**Extracted material:**
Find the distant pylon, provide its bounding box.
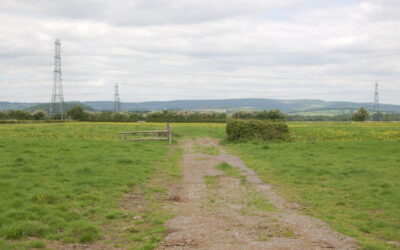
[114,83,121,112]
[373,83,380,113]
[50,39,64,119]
--
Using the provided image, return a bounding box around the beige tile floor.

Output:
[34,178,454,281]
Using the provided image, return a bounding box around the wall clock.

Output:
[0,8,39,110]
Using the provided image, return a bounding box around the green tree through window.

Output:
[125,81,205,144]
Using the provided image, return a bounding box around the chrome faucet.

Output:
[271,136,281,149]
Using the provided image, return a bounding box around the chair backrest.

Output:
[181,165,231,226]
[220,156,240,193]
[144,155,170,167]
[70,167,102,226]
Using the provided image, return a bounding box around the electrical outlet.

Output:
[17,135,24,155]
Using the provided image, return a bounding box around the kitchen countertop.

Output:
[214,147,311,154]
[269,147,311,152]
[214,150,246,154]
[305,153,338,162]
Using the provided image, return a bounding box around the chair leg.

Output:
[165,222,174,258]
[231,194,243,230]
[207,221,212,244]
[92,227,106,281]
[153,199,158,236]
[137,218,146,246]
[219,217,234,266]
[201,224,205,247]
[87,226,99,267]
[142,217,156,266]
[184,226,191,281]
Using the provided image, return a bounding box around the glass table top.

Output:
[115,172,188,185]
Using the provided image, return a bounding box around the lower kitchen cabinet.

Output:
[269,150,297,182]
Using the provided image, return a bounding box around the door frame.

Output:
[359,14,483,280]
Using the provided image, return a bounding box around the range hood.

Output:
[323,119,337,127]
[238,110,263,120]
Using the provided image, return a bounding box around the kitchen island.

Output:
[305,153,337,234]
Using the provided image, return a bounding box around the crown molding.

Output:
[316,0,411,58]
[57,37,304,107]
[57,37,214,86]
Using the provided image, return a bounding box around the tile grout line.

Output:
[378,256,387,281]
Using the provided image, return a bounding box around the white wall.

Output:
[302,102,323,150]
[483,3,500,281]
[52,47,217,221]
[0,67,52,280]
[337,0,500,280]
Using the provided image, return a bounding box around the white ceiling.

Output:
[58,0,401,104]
==
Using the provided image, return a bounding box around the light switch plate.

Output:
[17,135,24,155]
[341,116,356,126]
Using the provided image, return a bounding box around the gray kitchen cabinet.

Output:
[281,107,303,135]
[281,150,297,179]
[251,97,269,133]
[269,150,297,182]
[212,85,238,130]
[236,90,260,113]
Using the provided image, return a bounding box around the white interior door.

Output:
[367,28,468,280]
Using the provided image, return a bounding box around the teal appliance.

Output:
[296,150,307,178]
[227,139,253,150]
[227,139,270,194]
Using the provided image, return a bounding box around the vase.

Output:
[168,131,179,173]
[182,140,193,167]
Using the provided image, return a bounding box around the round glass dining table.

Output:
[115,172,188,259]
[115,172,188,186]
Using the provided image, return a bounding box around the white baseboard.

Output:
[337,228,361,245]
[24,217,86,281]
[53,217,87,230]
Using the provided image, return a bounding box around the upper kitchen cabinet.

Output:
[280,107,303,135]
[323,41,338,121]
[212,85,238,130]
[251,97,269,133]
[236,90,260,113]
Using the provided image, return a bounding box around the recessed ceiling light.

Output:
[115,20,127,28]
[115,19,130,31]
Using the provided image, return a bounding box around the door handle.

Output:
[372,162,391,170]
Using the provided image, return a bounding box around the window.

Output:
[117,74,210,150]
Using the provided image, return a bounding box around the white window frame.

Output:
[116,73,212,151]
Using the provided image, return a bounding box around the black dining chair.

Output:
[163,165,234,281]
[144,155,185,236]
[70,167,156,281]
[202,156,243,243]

**Task:** Change "white window frame" to "wooden window frame" in the part of the material that opens with the line containing "recessed ceiling light." and closes with the line containing "[202,156,243,243]". Give only those lines, with nothing else altered.

**Result of this task:**
Using the provided image, return a bounding box around the recessed ceiling light.

Output:
[115,20,127,28]
[115,19,130,31]
Using the provided image, return a bounding box around the door handle.

Output:
[372,162,391,170]
Using the provided image, return a bounding box around the window.

Output:
[117,74,210,150]
Using the provided image, return a bounding box around the wooden window frame.

Output:
[116,73,212,151]
Using the provided image, return a bounding box around the black dining chair.

Output:
[163,165,234,281]
[144,155,185,236]
[70,167,156,281]
[202,156,243,243]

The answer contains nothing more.